[TASK]
Rewrite all the rows below as a numbered list, one line per item, skipping any blank lines and leaving out the pictures.

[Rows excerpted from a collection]
──────────

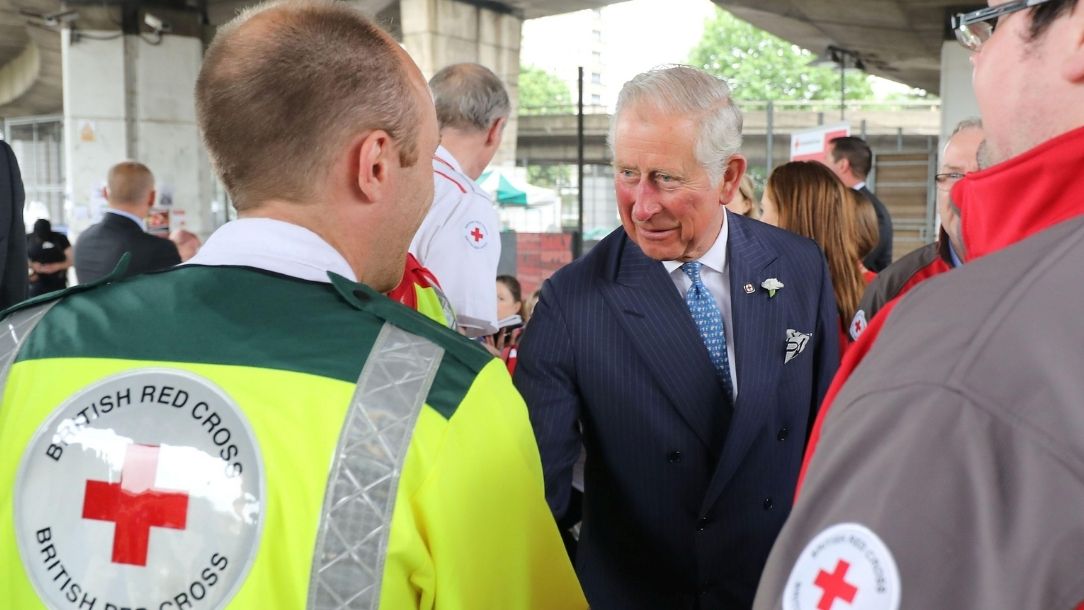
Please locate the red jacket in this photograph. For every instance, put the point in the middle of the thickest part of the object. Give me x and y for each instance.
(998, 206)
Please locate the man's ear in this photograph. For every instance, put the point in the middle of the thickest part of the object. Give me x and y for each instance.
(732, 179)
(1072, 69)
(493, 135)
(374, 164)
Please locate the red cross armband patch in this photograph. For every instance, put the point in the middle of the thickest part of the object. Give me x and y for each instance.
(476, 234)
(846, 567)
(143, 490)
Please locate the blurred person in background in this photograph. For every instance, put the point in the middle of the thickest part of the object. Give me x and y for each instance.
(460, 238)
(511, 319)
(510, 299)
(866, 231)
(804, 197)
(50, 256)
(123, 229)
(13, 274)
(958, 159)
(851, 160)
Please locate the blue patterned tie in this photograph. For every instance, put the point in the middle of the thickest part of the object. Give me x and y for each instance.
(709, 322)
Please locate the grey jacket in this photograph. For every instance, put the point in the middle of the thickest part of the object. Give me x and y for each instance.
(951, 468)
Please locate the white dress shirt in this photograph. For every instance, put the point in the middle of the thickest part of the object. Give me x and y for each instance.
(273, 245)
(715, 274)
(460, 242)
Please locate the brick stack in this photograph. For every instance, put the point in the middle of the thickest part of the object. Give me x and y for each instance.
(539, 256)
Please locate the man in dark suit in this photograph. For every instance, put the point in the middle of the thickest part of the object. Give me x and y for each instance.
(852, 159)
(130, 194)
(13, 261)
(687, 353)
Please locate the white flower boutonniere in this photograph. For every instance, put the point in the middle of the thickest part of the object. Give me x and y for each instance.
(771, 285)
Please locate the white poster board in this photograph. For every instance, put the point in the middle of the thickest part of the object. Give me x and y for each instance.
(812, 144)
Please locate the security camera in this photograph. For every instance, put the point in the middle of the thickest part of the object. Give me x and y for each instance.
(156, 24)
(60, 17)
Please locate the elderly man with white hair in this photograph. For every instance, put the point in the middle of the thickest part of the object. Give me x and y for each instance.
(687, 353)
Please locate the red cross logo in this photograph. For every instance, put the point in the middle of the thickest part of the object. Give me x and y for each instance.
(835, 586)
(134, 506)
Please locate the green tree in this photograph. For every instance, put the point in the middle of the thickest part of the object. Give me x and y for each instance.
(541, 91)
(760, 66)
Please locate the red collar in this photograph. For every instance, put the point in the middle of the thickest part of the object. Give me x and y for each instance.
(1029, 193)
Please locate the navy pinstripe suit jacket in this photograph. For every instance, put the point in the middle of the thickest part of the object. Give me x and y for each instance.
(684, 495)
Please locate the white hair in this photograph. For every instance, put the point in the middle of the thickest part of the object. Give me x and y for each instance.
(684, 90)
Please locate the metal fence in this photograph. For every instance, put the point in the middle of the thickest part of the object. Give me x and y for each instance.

──────────

[FULL RESPONSE]
1. Please locate the red jacket in this photograph. For every instance, put the point in the middle of the thickest part of the object. Give me x and y for each instance.
2. (998, 206)
3. Please locate the man's ear in this photograph. For every instance, put the point in the middle of the thickest part of the object. Give me x and y for each instance.
4. (732, 179)
5. (1072, 69)
6. (493, 135)
7. (374, 164)
8. Please locate the red cross armband patch in this photograph. For every instance, put the point in the middle of the thickest part of the object. Give me x and y for each instance.
9. (476, 234)
10. (846, 567)
11. (143, 490)
12. Please locate the blurred person in background in this photograph. For every instance, put the point in the middle of the thickest part of the object. Give me x and y for each instance.
13. (460, 238)
14. (511, 319)
15. (510, 299)
16. (866, 231)
17. (804, 197)
18. (50, 256)
19. (123, 229)
20. (13, 274)
21. (958, 159)
22. (851, 160)
23. Please locate the blue patterned tie in this photograph. For every instance, put the point in the middle of the thickest part of the object. Give me x and y for each instance.
24. (709, 322)
25. Please locate the grey jacket in this photograph. For every instance, put the point in the middle of the thickest part of the object. Give me x and y for each instance.
26. (951, 468)
27. Please locate the white dress shirt in this photograph. For every instance, put the point in the middle of the thickest part of the object. Give me x and y for each instance.
28. (273, 245)
29. (715, 274)
30. (460, 242)
31. Please locate the brick stack in this photograph. For every instance, put the point in the middle of the thickest part of the object. Give me x and y for each instance.
32. (539, 256)
33. Please locate the man in dark suit in this photograph. For every instance, put the point in the middle of the thickest part of the object. Give me x and y for each instance.
34. (852, 159)
35. (130, 194)
36. (13, 261)
37. (687, 353)
38. Please locate the white flower boutonniere in this photograph. For every instance, put the point in the middle of the thickest part of the object. Give me x and y for each instance.
39. (771, 285)
40. Please locate the white poster board in this photograph. For every instance, put the point in the middle of the thickest part of the object. Give me x and y for each instance.
41. (812, 144)
42. Please locate the security camera in this photograph. For every instance, put the point in the middle of the thickest part of the object. Give me x and y for each instance.
43. (156, 24)
44. (60, 17)
45. Please locate the elderly man with white hair in this photograph. For every instance, put the point in the middle of the thickest part of the object. Give me x and y for each instance.
46. (687, 353)
47. Please locate the red cross logo in this photograph. For every instance, put the point in the middle of the thickest part of the object. Give me x and y for each instance.
48. (835, 586)
49. (134, 506)
50. Please locate the green tree in this photograph. For every instance, put the point in the middle of the thickest part of the object. Give me x and y for each instance.
51. (541, 91)
52. (760, 66)
53. Please locate the red collar in this photograph. For every instance, put the point in the middle of the thickest part of the object. Give me x and y for each instance.
54. (1029, 193)
55. Please locate the navy pinstripe suit jacket in this photograph. For every instance, put the point in the middle of the thickest part of the object. Give me x and y for each instance.
56. (684, 495)
57. Please locate the white hair in this photograph. For every instance, put the point in the middle of the thickest part of the object. Give me x and y for each instance.
58. (684, 90)
59. Please locate the metal fence in this photograph. For every instance, put the point in the middle of the thickest part of the object. Give me x and y for each instance.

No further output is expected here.